◆ DATA TO USE ◆
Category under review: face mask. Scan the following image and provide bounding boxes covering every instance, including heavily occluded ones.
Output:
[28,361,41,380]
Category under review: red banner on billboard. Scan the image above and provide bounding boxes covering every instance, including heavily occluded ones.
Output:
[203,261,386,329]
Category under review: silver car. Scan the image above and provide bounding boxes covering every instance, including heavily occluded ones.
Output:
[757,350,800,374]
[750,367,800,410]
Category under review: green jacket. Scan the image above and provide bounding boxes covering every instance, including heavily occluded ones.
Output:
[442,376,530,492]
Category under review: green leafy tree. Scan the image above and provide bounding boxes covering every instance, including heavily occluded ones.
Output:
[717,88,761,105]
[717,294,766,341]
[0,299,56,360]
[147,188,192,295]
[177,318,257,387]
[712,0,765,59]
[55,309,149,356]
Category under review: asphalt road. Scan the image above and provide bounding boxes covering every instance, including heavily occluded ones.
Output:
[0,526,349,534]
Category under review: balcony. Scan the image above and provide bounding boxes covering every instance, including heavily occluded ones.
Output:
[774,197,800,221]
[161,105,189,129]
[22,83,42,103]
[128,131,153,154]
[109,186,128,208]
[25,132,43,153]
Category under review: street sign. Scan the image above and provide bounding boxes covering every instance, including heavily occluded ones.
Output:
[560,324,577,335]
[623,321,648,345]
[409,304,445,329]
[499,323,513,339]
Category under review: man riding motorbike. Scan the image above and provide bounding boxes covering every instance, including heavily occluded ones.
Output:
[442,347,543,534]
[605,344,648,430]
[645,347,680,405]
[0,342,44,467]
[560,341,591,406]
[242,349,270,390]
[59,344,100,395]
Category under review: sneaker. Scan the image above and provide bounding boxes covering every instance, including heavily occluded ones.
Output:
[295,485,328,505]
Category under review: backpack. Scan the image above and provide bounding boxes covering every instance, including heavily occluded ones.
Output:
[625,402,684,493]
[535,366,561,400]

◆ PROBLEM TO WORK ON ◆
Reproduce the listing above character for character.

◆ EXPECTED ANSWER ◆
Category under review: face mask. Scan the following image and provide bounding boxes covering every instance, including heavily occluded ones.
Output:
[28,361,41,380]
Category under review: red banner on billboard. Scan the image above and provide bounding boxes covering every instance, including heavily occluded ones.
Output:
[203,261,386,329]
Category under review: silver car. Scan the image above and provide bounding boxes covering every instance, including heavily occluded ones.
Output:
[757,350,800,374]
[750,367,800,410]
Category under review: green jacket. Scan the image above and provide bounding boxes covering every instance, including heavily occluded ones.
Output:
[442,376,530,492]
Category under review: green leafy tree. Scan the image above and provide bounding boxes covering every instance, including heavily occluded ones.
Output:
[717,88,761,105]
[717,294,766,341]
[0,299,56,360]
[147,188,192,295]
[177,318,257,387]
[712,0,765,59]
[55,309,149,356]
Category under review: asphalt road. Scan the image above and provide bounding boxes covering every instance, including heavily occluded ones.
Output:
[0,526,349,534]
Category under review: balcony. Scan the image above and provide bounding boxes covering every instance, including heavily occluded ones.
Output:
[774,197,800,221]
[161,105,189,129]
[22,83,42,103]
[128,131,153,154]
[109,186,128,208]
[25,132,43,153]
Category under review: street sign. Scan the image above and provide bounding boxes covering every instance, including heavily occluded ones.
Output:
[560,324,577,335]
[623,321,648,345]
[409,304,445,329]
[499,323,513,339]
Category under review: man riding motorbike. Scan the image above and provide bounding boxes covering every instance, including heavily occluded ones.
Output:
[442,347,543,534]
[605,344,648,430]
[645,347,680,405]
[0,342,44,467]
[560,341,591,406]
[242,349,270,390]
[59,344,100,395]
Category under review: sneaker. Scan the image above and provide bounding boxes covering every instance, including heavily occluded ones.
Output:
[295,485,328,505]
Category under review: backpack. Scan the image above and provide bounding boxes covering every instance, including heavily occluded ones.
Output:
[625,402,684,493]
[535,366,561,400]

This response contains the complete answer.